• YOUR OBJECTIVE:
Switch every "--detect" in the listing below to "--locate" and leave everything else unchanged. Omit the pictures from your output.
───── INPUT ROWS
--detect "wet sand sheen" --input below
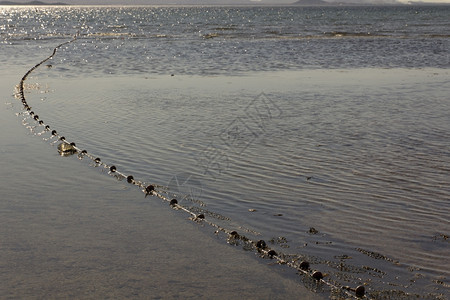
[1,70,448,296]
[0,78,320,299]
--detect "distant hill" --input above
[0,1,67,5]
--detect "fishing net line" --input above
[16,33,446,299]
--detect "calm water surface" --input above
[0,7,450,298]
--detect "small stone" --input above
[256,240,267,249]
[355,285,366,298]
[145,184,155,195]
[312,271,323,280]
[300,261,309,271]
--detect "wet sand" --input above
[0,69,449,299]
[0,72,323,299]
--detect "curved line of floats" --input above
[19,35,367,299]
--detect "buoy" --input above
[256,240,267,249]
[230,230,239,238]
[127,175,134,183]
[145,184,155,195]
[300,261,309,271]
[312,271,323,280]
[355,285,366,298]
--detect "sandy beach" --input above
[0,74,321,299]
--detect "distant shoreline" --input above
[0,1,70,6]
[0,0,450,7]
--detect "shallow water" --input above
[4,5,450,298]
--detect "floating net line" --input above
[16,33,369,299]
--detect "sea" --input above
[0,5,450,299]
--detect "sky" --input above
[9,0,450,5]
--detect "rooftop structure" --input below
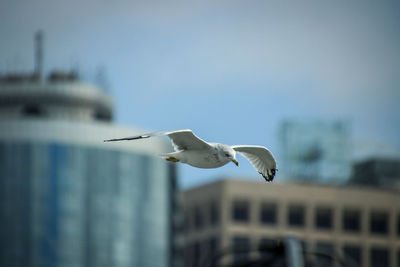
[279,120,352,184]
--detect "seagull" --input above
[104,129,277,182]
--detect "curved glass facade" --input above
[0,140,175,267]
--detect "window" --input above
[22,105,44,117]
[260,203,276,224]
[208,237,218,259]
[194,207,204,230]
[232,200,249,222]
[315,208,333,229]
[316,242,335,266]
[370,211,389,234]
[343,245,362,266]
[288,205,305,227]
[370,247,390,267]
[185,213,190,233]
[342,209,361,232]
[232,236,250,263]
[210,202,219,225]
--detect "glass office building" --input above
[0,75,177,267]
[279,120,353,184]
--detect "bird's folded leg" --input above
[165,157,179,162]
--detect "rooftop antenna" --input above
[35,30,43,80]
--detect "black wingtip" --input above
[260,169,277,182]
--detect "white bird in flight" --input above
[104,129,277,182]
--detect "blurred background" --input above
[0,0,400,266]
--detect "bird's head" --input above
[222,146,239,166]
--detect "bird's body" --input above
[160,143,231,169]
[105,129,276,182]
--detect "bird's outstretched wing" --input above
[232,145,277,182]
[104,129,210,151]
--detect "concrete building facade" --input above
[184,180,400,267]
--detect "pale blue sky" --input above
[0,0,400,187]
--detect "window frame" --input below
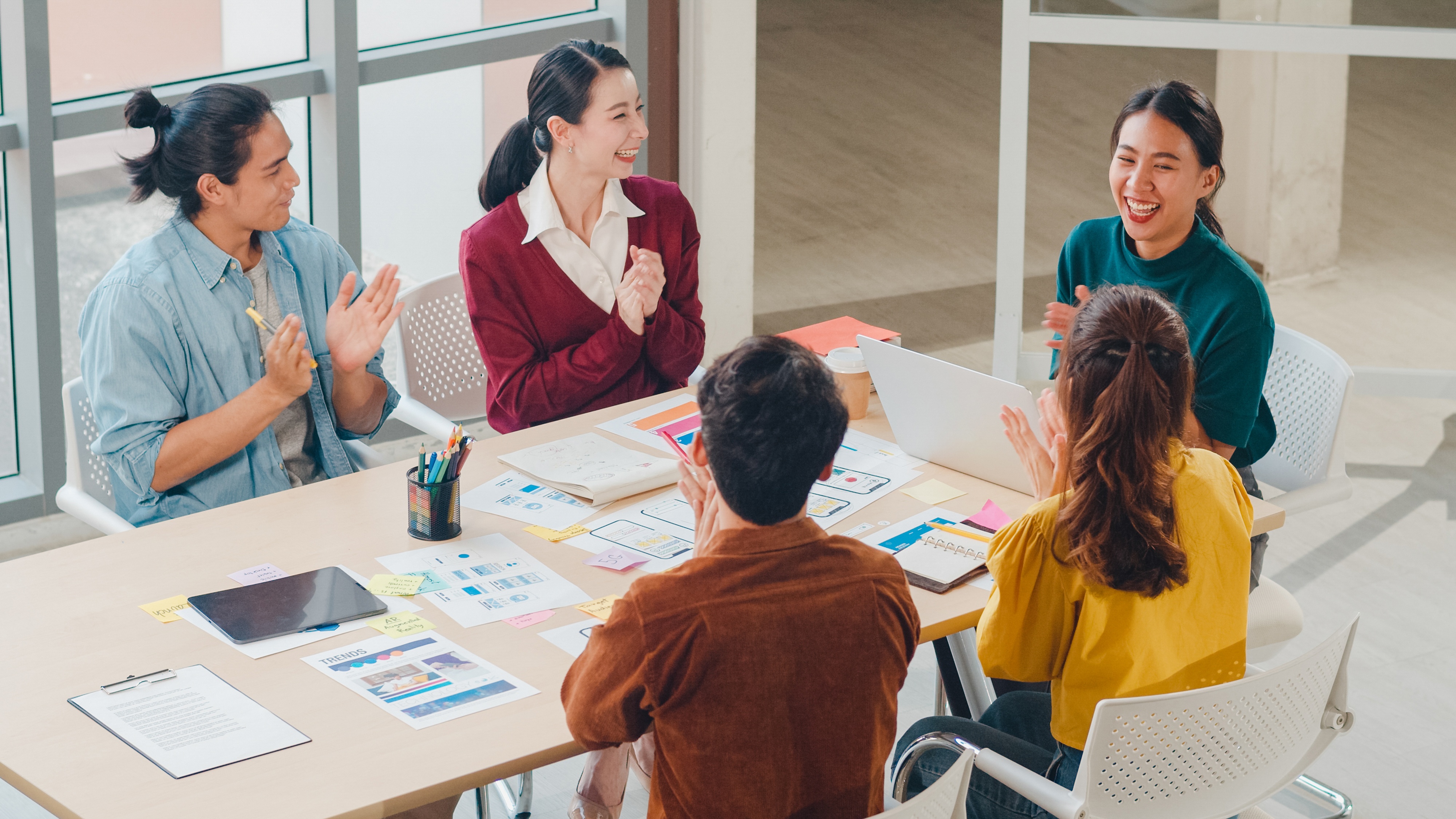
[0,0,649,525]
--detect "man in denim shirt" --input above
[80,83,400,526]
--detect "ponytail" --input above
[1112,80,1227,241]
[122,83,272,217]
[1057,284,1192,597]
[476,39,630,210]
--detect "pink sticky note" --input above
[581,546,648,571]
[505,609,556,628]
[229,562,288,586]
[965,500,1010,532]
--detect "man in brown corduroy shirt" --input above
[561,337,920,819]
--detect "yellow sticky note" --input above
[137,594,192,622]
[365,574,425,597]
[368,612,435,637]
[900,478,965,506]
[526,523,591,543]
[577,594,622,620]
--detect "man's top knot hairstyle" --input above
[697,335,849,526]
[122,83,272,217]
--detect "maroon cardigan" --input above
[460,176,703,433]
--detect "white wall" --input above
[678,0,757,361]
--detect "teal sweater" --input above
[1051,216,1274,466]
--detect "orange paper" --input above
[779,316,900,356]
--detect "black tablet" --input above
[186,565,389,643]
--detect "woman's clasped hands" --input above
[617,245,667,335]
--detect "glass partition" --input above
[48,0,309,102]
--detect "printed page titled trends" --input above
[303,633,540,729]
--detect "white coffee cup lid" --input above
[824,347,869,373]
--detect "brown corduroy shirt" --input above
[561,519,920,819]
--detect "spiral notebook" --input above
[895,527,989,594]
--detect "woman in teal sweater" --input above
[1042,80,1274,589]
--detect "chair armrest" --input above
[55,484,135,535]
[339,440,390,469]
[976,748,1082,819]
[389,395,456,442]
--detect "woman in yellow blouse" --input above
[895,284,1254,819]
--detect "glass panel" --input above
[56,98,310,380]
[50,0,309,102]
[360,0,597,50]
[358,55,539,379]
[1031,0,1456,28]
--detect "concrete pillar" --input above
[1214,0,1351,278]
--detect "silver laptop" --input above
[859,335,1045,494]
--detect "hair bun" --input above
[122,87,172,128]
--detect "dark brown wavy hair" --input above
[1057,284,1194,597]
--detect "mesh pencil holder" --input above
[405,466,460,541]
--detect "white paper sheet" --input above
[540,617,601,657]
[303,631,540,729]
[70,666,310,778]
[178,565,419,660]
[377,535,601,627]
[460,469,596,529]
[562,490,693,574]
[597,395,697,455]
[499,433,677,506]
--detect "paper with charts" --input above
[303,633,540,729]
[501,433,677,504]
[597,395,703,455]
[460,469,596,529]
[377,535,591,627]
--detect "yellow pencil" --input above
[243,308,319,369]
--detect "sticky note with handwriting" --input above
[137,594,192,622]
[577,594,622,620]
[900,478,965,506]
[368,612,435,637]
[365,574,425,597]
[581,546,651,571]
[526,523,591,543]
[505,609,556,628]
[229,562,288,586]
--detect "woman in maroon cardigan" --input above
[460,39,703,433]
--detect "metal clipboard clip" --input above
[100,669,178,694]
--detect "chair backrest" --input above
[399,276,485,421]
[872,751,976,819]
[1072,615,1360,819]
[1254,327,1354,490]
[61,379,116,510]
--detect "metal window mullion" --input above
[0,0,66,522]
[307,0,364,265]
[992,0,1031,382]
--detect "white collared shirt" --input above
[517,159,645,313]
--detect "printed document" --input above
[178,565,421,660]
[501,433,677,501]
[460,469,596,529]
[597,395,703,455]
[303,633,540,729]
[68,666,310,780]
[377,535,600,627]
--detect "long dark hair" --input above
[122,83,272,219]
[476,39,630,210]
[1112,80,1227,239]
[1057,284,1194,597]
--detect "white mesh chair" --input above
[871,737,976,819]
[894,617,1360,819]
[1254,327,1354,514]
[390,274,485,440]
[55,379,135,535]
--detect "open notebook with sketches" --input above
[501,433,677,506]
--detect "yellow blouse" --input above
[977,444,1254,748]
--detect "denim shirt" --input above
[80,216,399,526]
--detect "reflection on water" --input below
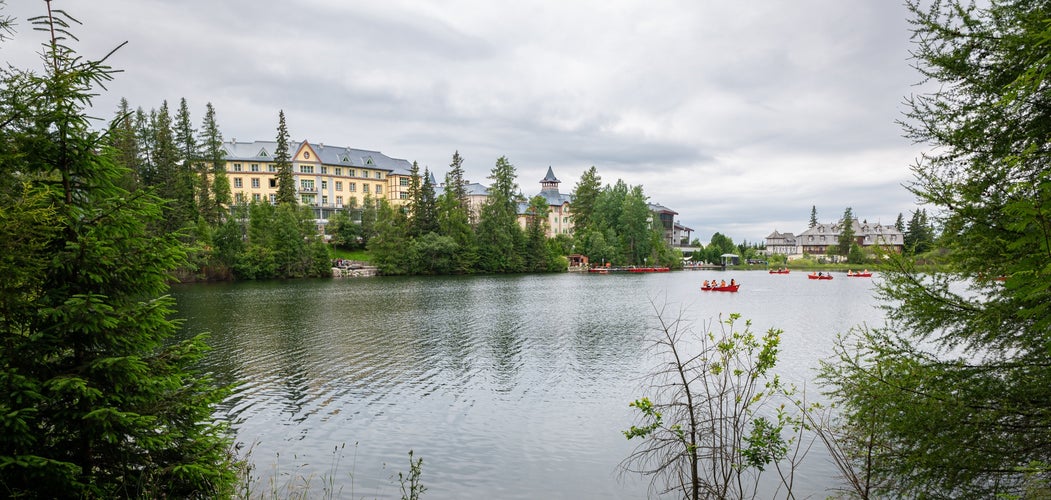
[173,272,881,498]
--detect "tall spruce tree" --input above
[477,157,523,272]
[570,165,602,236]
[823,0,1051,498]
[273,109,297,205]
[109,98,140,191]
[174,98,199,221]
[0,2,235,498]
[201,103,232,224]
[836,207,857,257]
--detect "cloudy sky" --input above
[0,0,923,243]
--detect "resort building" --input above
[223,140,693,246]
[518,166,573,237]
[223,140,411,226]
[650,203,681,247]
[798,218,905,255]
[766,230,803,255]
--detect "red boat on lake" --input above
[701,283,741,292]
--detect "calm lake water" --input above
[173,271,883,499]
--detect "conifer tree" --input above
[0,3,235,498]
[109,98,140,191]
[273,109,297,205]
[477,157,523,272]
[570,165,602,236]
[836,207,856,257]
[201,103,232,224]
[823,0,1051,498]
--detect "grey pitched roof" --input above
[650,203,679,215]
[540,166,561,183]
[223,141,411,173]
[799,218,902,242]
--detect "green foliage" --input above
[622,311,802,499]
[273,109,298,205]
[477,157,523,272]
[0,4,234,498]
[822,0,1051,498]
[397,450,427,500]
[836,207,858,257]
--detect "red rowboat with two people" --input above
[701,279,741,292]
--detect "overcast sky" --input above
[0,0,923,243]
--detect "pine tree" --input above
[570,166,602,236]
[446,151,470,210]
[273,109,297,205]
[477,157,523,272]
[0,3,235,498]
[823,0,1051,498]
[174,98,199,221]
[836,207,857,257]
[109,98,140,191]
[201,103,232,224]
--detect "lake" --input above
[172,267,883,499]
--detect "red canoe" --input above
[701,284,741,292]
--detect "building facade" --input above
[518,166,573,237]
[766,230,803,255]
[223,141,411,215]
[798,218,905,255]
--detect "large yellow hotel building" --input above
──────────
• SOLUTION TO THE EXERCISE:
--locate "wet sand sheen" --input below
[1,70,448,296]
[0,78,320,299]
--locate "distant hill" --input above
[0,1,67,5]
--locate "fishing net line" --input above
[16,33,446,299]
--locate "calm water surface" --input above
[0,7,450,298]
--locate "small stone" --input above
[256,240,267,249]
[355,285,366,298]
[145,184,155,195]
[312,271,323,280]
[300,261,309,271]
--locate "wet sand" --input above
[0,69,449,299]
[0,72,323,299]
--locate "curved line of floats" --input above
[19,35,367,299]
--locate "buoy" --input above
[256,240,267,249]
[230,230,239,238]
[127,175,134,183]
[145,184,155,195]
[300,261,309,271]
[312,271,323,280]
[355,285,366,298]
--locate "sandy beach" --input above
[0,74,321,299]
--locate "distant shoreline" --input above
[0,1,70,6]
[0,0,450,7]
--locate "shallow water" --input above
[4,5,450,298]
--locate "floating net line" --input above
[16,33,369,299]
--locate "sea" --input above
[0,5,450,299]
--locate "sky" --input above
[9,0,450,5]
--locate "rooftop structure" --input below
[279,120,352,184]
--locate "seagull" --input above
[104,129,277,182]
--locate "curved glass facade" --input above
[0,140,175,267]
--locate "window" --input above
[22,105,44,117]
[260,203,276,224]
[208,237,218,259]
[194,207,204,230]
[232,200,249,222]
[315,208,333,229]
[316,242,335,266]
[370,211,389,234]
[343,245,362,266]
[288,205,305,227]
[370,247,390,267]
[185,213,190,233]
[342,209,361,232]
[232,236,250,263]
[210,202,219,225]
--locate "glass office building" --input above
[0,75,177,267]
[279,120,353,184]
--locate "bird's folded leg" --input above
[165,157,179,162]
--locate "rooftop antenna" --input above
[35,30,43,80]
--locate "black wingtip" --input above
[260,169,277,182]
--locate "white bird in flight" --input above
[104,129,277,182]
--locate "blurred background" --input above
[0,0,400,266]
--locate "bird's head" --input above
[222,146,239,166]
--locate "bird's body" --input above
[160,143,231,169]
[105,129,276,182]
--locate "bird's outstretched wing" --input above
[232,145,277,182]
[104,129,210,151]
--locate "concrete building facade" --input above
[184,180,400,267]
--locate "pale blue sky" --input above
[0,0,400,187]
--locate "window frame" --input below
[0,0,649,525]
--locate "man in denim shirt" --input above
[80,83,400,526]
--locate "ponytail" --input above
[1112,80,1227,241]
[122,83,272,217]
[1057,284,1192,597]
[476,39,630,210]
--locate "pink sticky note" --input above
[581,546,648,571]
[505,609,556,628]
[229,562,288,586]
[965,500,1010,532]
--locate "man in brown corduroy shirt" --input above
[561,337,920,819]
--locate "yellow sticky note" --input above
[137,594,192,622]
[365,574,425,597]
[368,612,435,637]
[900,478,965,506]
[526,523,591,543]
[577,594,622,620]
--locate "man's top knot hairstyle" --input above
[697,335,849,526]
[122,83,272,217]
--locate "maroon cardigan" --input above
[460,176,703,433]
--locate "white wall" --input above
[678,0,757,361]
--locate "teal sweater" --input above
[1051,216,1274,466]
--locate "orange paper" --input above
[779,316,900,356]
--locate "black tablet" --input above
[186,565,389,643]
--locate "woman's clasped hands" --input above
[617,245,667,335]
--locate "glass partition" --input above
[48,0,309,102]
--locate "printed page titled trends" --input above
[303,633,540,729]
--locate "white coffee cup lid" --input above
[824,347,869,373]
--locate "brown corduroy shirt" --input above
[561,519,920,819]
--locate "spiral notebook" --input above
[895,527,989,594]
--locate "woman in teal sweater" --input above
[1042,80,1274,589]
--locate "chair armrest" --input above
[55,484,135,535]
[339,440,390,469]
[976,748,1082,819]
[389,395,456,442]
--locate "woman in yellow blouse" --input above
[895,284,1254,819]
--locate "glass panel" --input above
[56,98,310,380]
[50,0,309,102]
[360,0,597,50]
[358,55,539,379]
[1031,0,1456,28]
--locate "concrete pillar" --input above
[1214,0,1351,278]
--locate "silver laptop" --input above
[859,335,1045,494]
--locate "hair bun" --input above
[122,87,172,128]
--locate "dark brown wavy hair" --input above
[1057,284,1194,597]
--locate "mesh pencil holder" --input above
[405,466,460,541]
--locate "white paper sheet" --input above
[540,617,601,657]
[303,631,540,729]
[70,666,310,778]
[178,565,419,660]
[377,535,601,627]
[460,469,596,529]
[562,490,693,574]
[597,395,697,455]
[499,433,677,506]
--locate "paper with charts" --input above
[303,633,540,729]
[501,433,677,504]
[597,395,703,455]
[460,469,596,529]
[377,535,591,627]
--locate "yellow pencil" --input above
[243,308,319,369]
--locate "sticky note with handwriting" --input above
[137,594,192,622]
[577,594,622,620]
[900,478,965,506]
[368,612,435,637]
[365,574,425,597]
[581,546,651,571]
[526,523,591,543]
[505,609,556,628]
[229,562,288,586]
--locate "woman in maroon cardigan" --input above
[460,39,703,433]
--locate "metal clipboard clip" --input above
[100,669,178,694]
--locate "chair backrest" --input above
[399,276,485,421]
[872,751,976,819]
[1072,615,1360,819]
[1254,327,1354,490]
[61,379,116,510]
--locate "metal window mullion" --input above
[0,0,66,522]
[307,0,364,265]
[992,0,1031,382]
--locate "white collared shirt" --input above
[517,159,645,313]
--locate "printed document" --input above
[178,565,421,660]
[501,433,677,501]
[460,469,596,529]
[597,395,703,455]
[303,633,540,729]
[68,666,310,780]
[377,535,600,627]
--locate "long dark hair" --input above
[122,83,272,219]
[476,39,630,210]
[1112,80,1227,239]
[1057,284,1194,597]
--locate "white mesh chair" --input above
[871,737,976,819]
[894,617,1360,819]
[1254,327,1354,514]
[390,274,485,440]
[55,379,135,535]
--locate "open notebook with sketches" --input above
[501,433,677,506]
--locate "yellow blouse" --input above
[977,444,1254,748]
--locate "denim shirt" --input above
[80,216,399,526]
--locate "reflection on water" --input below
[173,272,881,498]
--locate "tall spruce tree" --input above
[477,157,523,272]
[570,165,602,236]
[823,0,1051,498]
[273,109,297,205]
[109,98,140,191]
[174,98,199,221]
[0,2,235,498]
[201,103,232,224]
[836,207,857,257]
--locate "cloudy sky" --input above
[0,0,923,243]
--locate "resort building" --input above
[223,140,693,246]
[518,166,573,237]
[223,140,411,226]
[650,203,681,247]
[798,218,905,255]
[766,230,803,255]
--locate "red boat on lake" --input above
[701,283,741,292]
--locate "calm lake water" --input above
[173,271,883,499]
--locate "conifer tree" --input above
[0,3,235,498]
[109,98,140,191]
[273,109,297,205]
[477,157,523,272]
[570,165,602,236]
[836,207,856,257]
[201,103,232,224]
[823,0,1051,498]
--locate "grey pitched roof" --input above
[650,203,679,215]
[540,166,561,183]
[223,141,411,173]
[799,218,902,242]
--locate "green foliage" --input above
[622,311,802,499]
[273,109,298,205]
[477,157,523,272]
[0,4,234,498]
[822,0,1051,498]
[397,450,427,500]
[836,207,858,257]
--locate "red rowboat with two people" --input above
[701,279,741,292]
--locate "overcast sky" --input above
[0,0,923,243]
--locate "pine tree" --input above
[570,166,602,236]
[446,151,470,210]
[273,109,297,205]
[477,157,523,272]
[0,3,235,498]
[823,0,1051,498]
[174,98,199,221]
[836,207,857,257]
[109,98,140,191]
[201,103,232,224]
--locate "lake" --input above
[172,267,883,499]
--locate "red canoe" --input above
[701,284,741,292]
--locate "building facade" --input above
[518,166,573,237]
[766,230,803,255]
[223,141,411,215]
[798,218,905,255]
--locate "large yellow hotel building" --input above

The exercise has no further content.